Job: Copy out every line from the one containing "find the parking lot surface" through the last line of the rows below, inclusive, and add 80 to each coordinate in the points.

Recorded information:
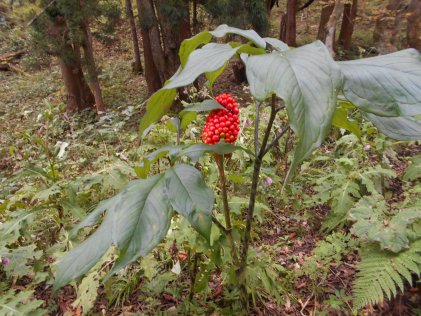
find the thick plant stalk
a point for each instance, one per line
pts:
(227, 214)
(250, 211)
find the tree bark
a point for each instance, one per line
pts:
(331, 27)
(92, 69)
(386, 34)
(152, 76)
(137, 61)
(348, 21)
(414, 24)
(288, 32)
(324, 18)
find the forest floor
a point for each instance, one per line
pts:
(288, 236)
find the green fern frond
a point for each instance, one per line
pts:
(381, 273)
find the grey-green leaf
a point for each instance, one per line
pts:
(400, 128)
(194, 152)
(136, 220)
(206, 59)
(251, 35)
(189, 196)
(308, 81)
(388, 85)
(277, 44)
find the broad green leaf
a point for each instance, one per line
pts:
(194, 152)
(136, 220)
(209, 58)
(158, 105)
(400, 128)
(189, 196)
(308, 81)
(388, 85)
(413, 171)
(190, 44)
(340, 119)
(251, 35)
(277, 44)
(173, 124)
(204, 106)
(212, 76)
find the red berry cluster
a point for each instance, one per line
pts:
(222, 124)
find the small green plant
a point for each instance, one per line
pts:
(304, 83)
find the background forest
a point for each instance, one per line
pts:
(342, 238)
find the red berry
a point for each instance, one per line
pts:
(222, 123)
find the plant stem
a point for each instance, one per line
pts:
(193, 273)
(228, 227)
(250, 211)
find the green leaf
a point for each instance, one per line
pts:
(277, 44)
(158, 105)
(308, 81)
(204, 106)
(400, 128)
(187, 119)
(413, 171)
(20, 259)
(19, 303)
(251, 35)
(340, 119)
(136, 220)
(388, 85)
(189, 196)
(190, 44)
(209, 58)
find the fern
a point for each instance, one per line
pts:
(382, 273)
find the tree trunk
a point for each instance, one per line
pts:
(92, 70)
(153, 79)
(348, 21)
(149, 25)
(288, 32)
(137, 61)
(194, 26)
(331, 27)
(324, 18)
(386, 34)
(414, 24)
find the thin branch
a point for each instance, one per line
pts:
(39, 14)
(219, 224)
(305, 5)
(256, 130)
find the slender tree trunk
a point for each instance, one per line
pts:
(137, 61)
(414, 24)
(386, 31)
(78, 93)
(153, 79)
(92, 69)
(331, 27)
(324, 18)
(288, 33)
(194, 26)
(348, 21)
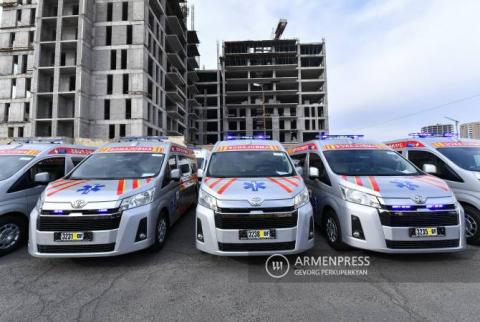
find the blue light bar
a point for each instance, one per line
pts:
(324, 136)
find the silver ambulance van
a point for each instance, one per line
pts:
(26, 167)
(252, 201)
(455, 160)
(367, 196)
(121, 199)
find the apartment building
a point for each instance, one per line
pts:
(102, 69)
(276, 88)
(17, 31)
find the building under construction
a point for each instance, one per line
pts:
(275, 87)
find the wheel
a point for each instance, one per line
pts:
(333, 231)
(161, 232)
(13, 233)
(472, 225)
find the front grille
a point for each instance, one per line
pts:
(61, 249)
(256, 247)
(255, 221)
(419, 219)
(422, 244)
(79, 223)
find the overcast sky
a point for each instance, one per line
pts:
(385, 59)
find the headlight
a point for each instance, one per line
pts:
(360, 197)
(40, 201)
(301, 199)
(207, 200)
(141, 199)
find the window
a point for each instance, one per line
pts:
(111, 131)
(54, 166)
(106, 110)
(124, 59)
(113, 59)
(420, 158)
(109, 84)
(108, 37)
(125, 83)
(129, 35)
(128, 109)
(299, 160)
(109, 11)
(316, 162)
(125, 11)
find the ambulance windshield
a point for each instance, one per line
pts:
(115, 166)
(249, 164)
(369, 163)
(467, 158)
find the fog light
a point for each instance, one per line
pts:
(199, 230)
(141, 230)
(311, 231)
(357, 230)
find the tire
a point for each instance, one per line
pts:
(13, 233)
(472, 225)
(333, 231)
(161, 232)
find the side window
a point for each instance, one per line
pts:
(316, 162)
(299, 159)
(184, 165)
(419, 158)
(54, 166)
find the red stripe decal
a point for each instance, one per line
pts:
(358, 181)
(290, 181)
(284, 187)
(71, 184)
(214, 183)
(121, 187)
(226, 185)
(374, 184)
(135, 184)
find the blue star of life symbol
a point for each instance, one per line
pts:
(254, 185)
(89, 188)
(405, 184)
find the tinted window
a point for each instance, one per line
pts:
(316, 162)
(248, 164)
(420, 158)
(369, 163)
(465, 158)
(11, 164)
(54, 166)
(114, 166)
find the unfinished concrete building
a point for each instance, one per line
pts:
(101, 68)
(17, 31)
(211, 99)
(276, 88)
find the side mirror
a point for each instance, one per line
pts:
(42, 178)
(313, 172)
(299, 171)
(430, 168)
(175, 174)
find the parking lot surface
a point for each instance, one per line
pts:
(181, 283)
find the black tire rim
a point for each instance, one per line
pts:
(471, 226)
(9, 235)
(332, 230)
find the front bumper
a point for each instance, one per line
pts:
(105, 242)
(396, 240)
(295, 239)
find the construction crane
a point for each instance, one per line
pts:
(282, 24)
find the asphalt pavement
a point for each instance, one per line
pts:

Result of this exercise:
find the parking lot surface
a point for each instance, one per line
pts:
(261, 363)
find the black tire rim
a point for each instance, one per line
pts:
(551, 306)
(89, 315)
(412, 310)
find the front bumper
a point for each instance, one per line
pts:
(185, 322)
(476, 320)
(375, 319)
find the construction crane
a point for each instance, one per line
pts:
(362, 104)
find the asphalt pavement
a point for each instance, one per line
pts:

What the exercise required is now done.